** Start of Material shown **
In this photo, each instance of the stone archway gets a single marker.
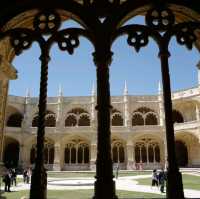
(181, 153)
(11, 153)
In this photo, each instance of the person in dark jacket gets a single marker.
(7, 181)
(162, 178)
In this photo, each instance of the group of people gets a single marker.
(10, 178)
(27, 175)
(158, 179)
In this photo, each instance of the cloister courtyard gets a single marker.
(80, 185)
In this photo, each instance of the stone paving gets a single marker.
(126, 183)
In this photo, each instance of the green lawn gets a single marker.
(92, 174)
(189, 181)
(79, 194)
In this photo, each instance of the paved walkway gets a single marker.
(127, 183)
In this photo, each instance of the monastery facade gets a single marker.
(137, 128)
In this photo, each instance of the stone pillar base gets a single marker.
(92, 166)
(2, 168)
(56, 167)
(130, 165)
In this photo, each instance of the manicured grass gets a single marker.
(189, 181)
(79, 194)
(92, 174)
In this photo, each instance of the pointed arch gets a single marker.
(48, 152)
(50, 119)
(76, 152)
(151, 119)
(177, 116)
(118, 152)
(71, 120)
(84, 120)
(137, 119)
(117, 119)
(15, 120)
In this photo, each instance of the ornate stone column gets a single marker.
(93, 103)
(57, 150)
(59, 108)
(7, 72)
(126, 110)
(104, 184)
(160, 102)
(197, 113)
(93, 156)
(130, 155)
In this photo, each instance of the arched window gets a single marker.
(157, 153)
(143, 110)
(117, 119)
(50, 120)
(147, 150)
(137, 154)
(84, 120)
(77, 153)
(137, 120)
(77, 117)
(15, 120)
(151, 119)
(151, 153)
(144, 154)
(181, 153)
(71, 120)
(118, 155)
(35, 121)
(11, 153)
(33, 155)
(48, 153)
(177, 117)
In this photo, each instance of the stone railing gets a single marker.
(185, 93)
(186, 125)
(76, 167)
(147, 128)
(13, 129)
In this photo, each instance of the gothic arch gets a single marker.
(177, 116)
(77, 117)
(118, 151)
(77, 151)
(117, 119)
(147, 150)
(71, 120)
(50, 119)
(48, 152)
(84, 120)
(137, 119)
(15, 120)
(11, 152)
(151, 118)
(181, 153)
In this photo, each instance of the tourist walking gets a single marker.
(154, 181)
(7, 181)
(13, 177)
(117, 171)
(162, 178)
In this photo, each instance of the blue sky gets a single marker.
(76, 73)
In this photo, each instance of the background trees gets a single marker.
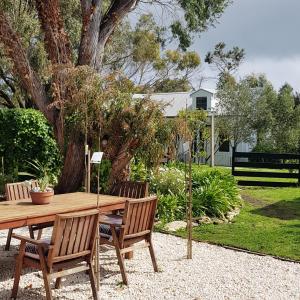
** End of Material shown **
Swap "stone railing" for "stone balustrade" in the part of the rows that opens with the line containing "In this photo, each instance of the arched" and closes with the end of the rows, then give those lines again with everything else unchanged. Leave the pictures out of the answer.

In this photo, each instance of the arched window gets a single marker.
(157, 153)
(143, 110)
(117, 119)
(50, 120)
(147, 150)
(137, 154)
(84, 120)
(77, 153)
(137, 120)
(77, 117)
(15, 120)
(151, 119)
(151, 153)
(144, 154)
(181, 153)
(71, 120)
(118, 155)
(35, 121)
(11, 153)
(33, 155)
(48, 153)
(177, 117)
In this photo, each instance of the stone balustrade gets a single marker.
(185, 93)
(186, 125)
(76, 167)
(147, 128)
(13, 129)
In this photo, each instance of the gothic arch gets a single marker.
(177, 116)
(77, 117)
(118, 151)
(77, 151)
(117, 119)
(147, 150)
(71, 120)
(50, 119)
(48, 152)
(84, 120)
(137, 119)
(15, 120)
(11, 152)
(151, 118)
(181, 153)
In this photo, each instance of the tourist walking gets a single marker.
(154, 181)
(7, 181)
(13, 177)
(117, 171)
(162, 178)
In this photo, each instance of the blue sky gets a single marker.
(76, 73)
In this photo, each instance of the background trees gets a single marker.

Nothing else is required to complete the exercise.